- Trecho
A Escola da Ponte é uma instituição pública de ensino localizada em Portugal, no distrito do Porto, e dirigida pelo educador, especialista em música e em leitura e escrita, José Pacheco. Lá, os alunos não são divididos em classes nem em anos de escolaridade. Portadores de necessidades especiais dividem o espaço com os outros alunos, sendo a biblioteca o local central da escola. Cada aluno e a maioria dos orientadores educativos são responsáveis por algum aspecto do funcionamento da escola e estes últimos acompanham todos os educandos e trabalham para que conquistem sua autonomia, compreendendo o porquê e o para quê estudar.

O estudo é feito em grupos heterogêneos e dinâmicos, mas ocorrem, também, individualmente e em duplas, cujo critério para formação é o interesse em comum. As crianças podem escolher o que estudar e com quem, e podem solicitar a ajuda de um professor, desde que façam por escrito um pedido de auxílio, deixando claro o que querem saber, o que já sabem e o que já fizeram para aprender. O educador se responsabiliza por orientar a pesquisa, que é feita, predominantemente, em livros e na internet.

Há, também, a caixinha de segredos, onde os alunos deixam recados, pedidos de ajuda, desabafos, dentre outros, sendo esta uma forma, inclusive, de resolver questões relacionadas à tão discutida indisciplina.

Para avaliação, feita de forma continuada, há vários instrumentos, inclusive a auto-avaliação. Planos de aula (o que pretende saber e como proceder); relatório constando suas descobertas e jornal, com a publicação dessas; ata de assembléia – que ocorre semanalmente e é composta por alunos, pais, profissionais de educação e demais agentes educativos para resolver os problemas da escola em conjunto; quadro de solicitações de orientação; disponibilidade para ajudar os colegas; comparação entre o plano de atividades e impressões do trabalho realizado no dia.

O aluno do Núcleo da Iniciação, primeira dos três ciclos da escola, é trabalhado a fim de aprender a: ser pontual, assíduo e zeloso por seus materiais e colegas; a cumprir suas tarefas, pedindo auxílio ao professor só quando realmente precisar; desenvolver sua criatividade e participação, com intervenções pertinentes; elaborar e atualizar seu plano de estudo; reconhecer suas falhas e acertos, nas auto-avaliações; pesquisar, resolver conflitos e se comunicar – oralmente e por escrito – de forma clara e coerente.

Desenvolvendo bem as atividades de grupo, pesquisa e auto-avaliação, a criança passa para o Núcleo da Consolidação, procurando cumprir o currículo nacional destinado ao primeiro ciclo do ensino básico de forma autônoma, consolidando suas competências desenvolvidas na primeira fase.

No terceiro e último núcleo, o do Aprofundamento, os alunos trabalham os conteúdos do segundo ciclo do ensino básico. Eles possuem total autonomia de seu tempo na escola, mas devem participar das aulas de educação física e de laboratório e podem fazer parte de projetos de extensão e de pré-profissionalização.

- Dados fornecidos
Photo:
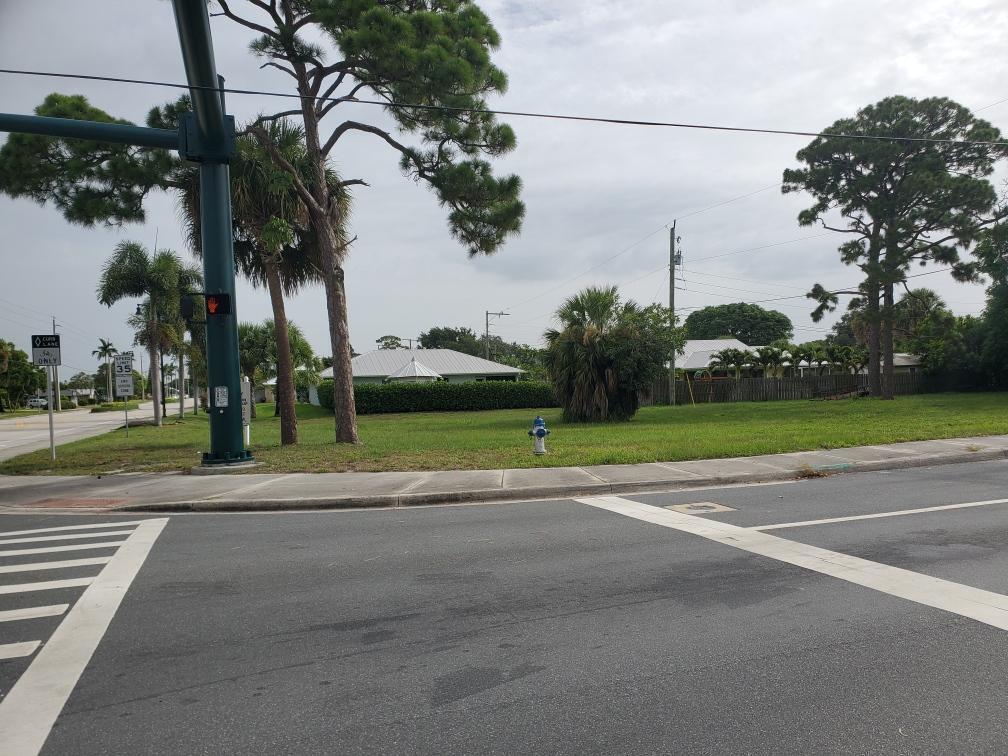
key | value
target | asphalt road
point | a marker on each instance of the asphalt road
(597, 626)
(25, 433)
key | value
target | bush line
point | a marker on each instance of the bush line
(441, 396)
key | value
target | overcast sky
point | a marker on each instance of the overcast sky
(592, 191)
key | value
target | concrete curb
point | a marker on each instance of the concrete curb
(530, 493)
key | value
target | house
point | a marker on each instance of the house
(699, 354)
(419, 365)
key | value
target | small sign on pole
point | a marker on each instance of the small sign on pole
(124, 381)
(45, 353)
(247, 408)
(45, 350)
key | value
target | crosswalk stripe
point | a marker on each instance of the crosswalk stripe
(70, 536)
(32, 613)
(36, 565)
(91, 526)
(45, 586)
(34, 702)
(983, 606)
(17, 650)
(53, 549)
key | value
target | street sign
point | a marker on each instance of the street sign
(124, 374)
(246, 402)
(45, 349)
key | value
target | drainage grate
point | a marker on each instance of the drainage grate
(700, 507)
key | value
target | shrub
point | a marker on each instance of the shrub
(441, 396)
(114, 406)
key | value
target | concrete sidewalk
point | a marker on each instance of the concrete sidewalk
(158, 492)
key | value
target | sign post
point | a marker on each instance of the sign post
(45, 353)
(247, 408)
(124, 381)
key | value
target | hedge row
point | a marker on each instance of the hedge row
(375, 398)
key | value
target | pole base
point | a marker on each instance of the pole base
(243, 457)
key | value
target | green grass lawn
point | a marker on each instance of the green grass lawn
(473, 441)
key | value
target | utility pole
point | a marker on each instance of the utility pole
(55, 374)
(486, 339)
(673, 260)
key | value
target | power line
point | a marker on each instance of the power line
(764, 246)
(511, 113)
(644, 239)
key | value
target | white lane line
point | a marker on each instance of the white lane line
(877, 515)
(92, 526)
(44, 586)
(53, 549)
(30, 709)
(69, 536)
(36, 565)
(983, 606)
(31, 613)
(17, 650)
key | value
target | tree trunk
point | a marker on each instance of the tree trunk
(181, 381)
(284, 364)
(155, 364)
(160, 367)
(887, 369)
(339, 332)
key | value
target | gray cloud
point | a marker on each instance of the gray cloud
(592, 190)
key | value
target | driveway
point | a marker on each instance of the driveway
(25, 433)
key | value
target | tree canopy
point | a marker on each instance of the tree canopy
(606, 352)
(750, 324)
(899, 202)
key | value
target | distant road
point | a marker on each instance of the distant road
(21, 434)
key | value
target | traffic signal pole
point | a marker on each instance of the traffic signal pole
(214, 133)
(206, 136)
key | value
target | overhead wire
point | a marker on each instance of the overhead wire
(510, 113)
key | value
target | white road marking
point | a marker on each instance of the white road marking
(45, 586)
(53, 549)
(17, 650)
(92, 526)
(983, 606)
(30, 709)
(31, 613)
(35, 565)
(69, 536)
(877, 515)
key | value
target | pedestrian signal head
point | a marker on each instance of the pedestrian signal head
(218, 304)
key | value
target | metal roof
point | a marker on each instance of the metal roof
(414, 369)
(699, 353)
(382, 363)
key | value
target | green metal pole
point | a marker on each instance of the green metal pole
(213, 134)
(226, 437)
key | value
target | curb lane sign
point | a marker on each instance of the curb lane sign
(45, 350)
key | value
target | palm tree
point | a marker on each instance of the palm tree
(598, 360)
(105, 352)
(731, 358)
(253, 354)
(132, 271)
(274, 246)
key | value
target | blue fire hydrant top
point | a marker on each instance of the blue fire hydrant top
(539, 429)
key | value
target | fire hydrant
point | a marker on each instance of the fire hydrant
(538, 434)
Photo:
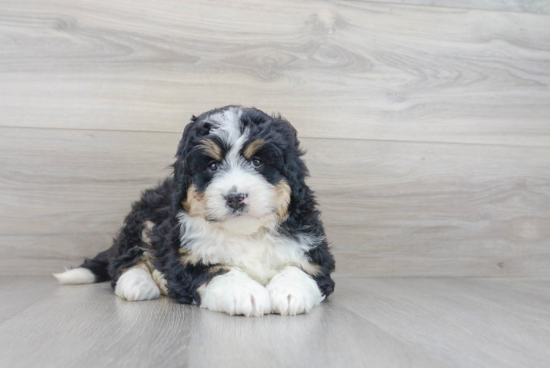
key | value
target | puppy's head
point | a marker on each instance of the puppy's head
(237, 168)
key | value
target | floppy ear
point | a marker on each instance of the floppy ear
(182, 180)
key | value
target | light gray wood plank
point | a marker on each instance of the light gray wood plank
(20, 293)
(365, 323)
(390, 208)
(522, 6)
(501, 323)
(343, 69)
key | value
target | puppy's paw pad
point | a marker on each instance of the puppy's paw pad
(290, 302)
(293, 292)
(236, 295)
(136, 284)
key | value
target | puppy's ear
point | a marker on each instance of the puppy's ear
(182, 180)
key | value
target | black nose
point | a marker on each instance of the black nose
(235, 200)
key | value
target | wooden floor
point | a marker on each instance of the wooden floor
(385, 322)
(426, 122)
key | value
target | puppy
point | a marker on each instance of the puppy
(235, 229)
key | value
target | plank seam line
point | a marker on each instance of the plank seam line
(300, 137)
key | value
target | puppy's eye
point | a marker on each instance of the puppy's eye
(256, 162)
(213, 166)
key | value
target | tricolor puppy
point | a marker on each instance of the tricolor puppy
(236, 229)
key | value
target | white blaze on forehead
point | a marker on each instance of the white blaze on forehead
(227, 124)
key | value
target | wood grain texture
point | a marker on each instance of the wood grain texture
(396, 322)
(340, 69)
(390, 208)
(521, 6)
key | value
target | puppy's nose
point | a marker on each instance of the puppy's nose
(235, 200)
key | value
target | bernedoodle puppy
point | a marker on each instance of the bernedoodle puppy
(235, 229)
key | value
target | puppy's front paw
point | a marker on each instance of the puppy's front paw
(136, 284)
(293, 292)
(235, 293)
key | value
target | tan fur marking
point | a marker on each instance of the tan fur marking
(211, 149)
(146, 264)
(147, 227)
(253, 147)
(283, 199)
(193, 204)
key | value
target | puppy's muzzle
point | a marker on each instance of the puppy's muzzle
(235, 200)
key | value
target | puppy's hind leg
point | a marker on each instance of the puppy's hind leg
(137, 283)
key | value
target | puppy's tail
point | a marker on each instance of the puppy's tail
(92, 270)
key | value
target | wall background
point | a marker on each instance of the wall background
(427, 126)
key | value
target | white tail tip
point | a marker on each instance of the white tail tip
(75, 276)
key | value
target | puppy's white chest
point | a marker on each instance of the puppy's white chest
(261, 256)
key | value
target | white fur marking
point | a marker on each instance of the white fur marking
(293, 292)
(235, 293)
(137, 284)
(75, 276)
(228, 124)
(261, 255)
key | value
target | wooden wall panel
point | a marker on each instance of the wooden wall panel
(521, 6)
(390, 208)
(342, 69)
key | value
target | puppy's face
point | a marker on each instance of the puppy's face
(235, 166)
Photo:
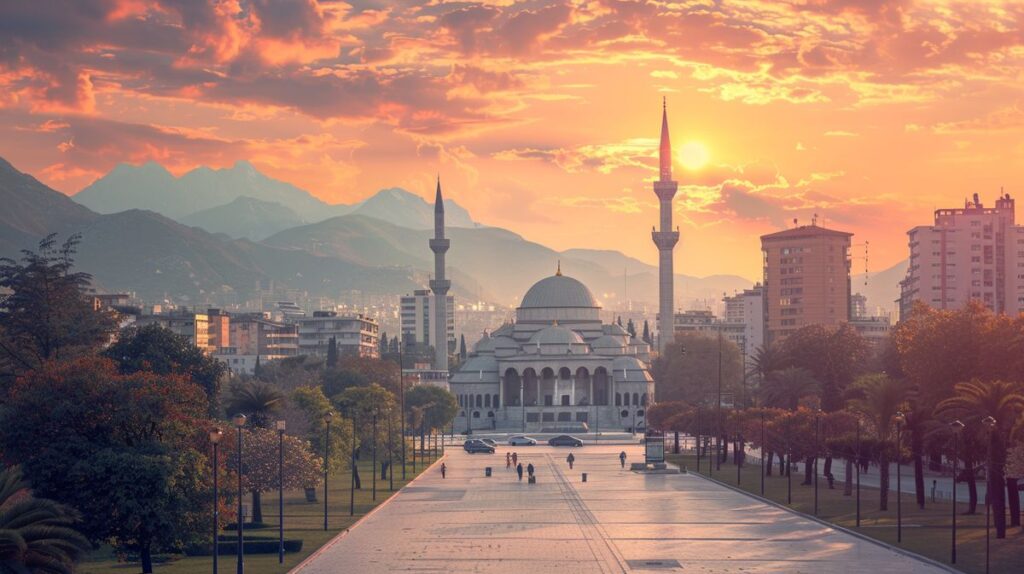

- Tarefa proposta
Reproduza palavra por palavra a parte do trecho sobre a Escola da Ponte entre "O estudo é feito" e "tão discutida indisciplina.", inclusive. Os registros não são necessários para o que se pede.

- Resposta ao exercício
O estudo é feito em grupos heterogêneos e dinâmicos, mas ocorrem, também, individualmente e em duplas, cujo critério para formação é o interesse em comum. As crianças podem escolher o que estudar e com quem, e podem solicitar a ajuda de um professor, desde que façam por escrito um pedido de auxílio, deixando claro o que querem saber, o que já sabem e o que já fizeram para aprender. O educador se responsabiliza por orientar a pesquisa, que é feita, predominantemente, em livros e na internet.

Há, também, a caixinha de segredos, onde os alunos deixam recados, pedidos de ajuda, desabafos, dentre outros, sendo esta uma forma, inclusive, de resolver questões relacionadas à tão discutida indisciplina.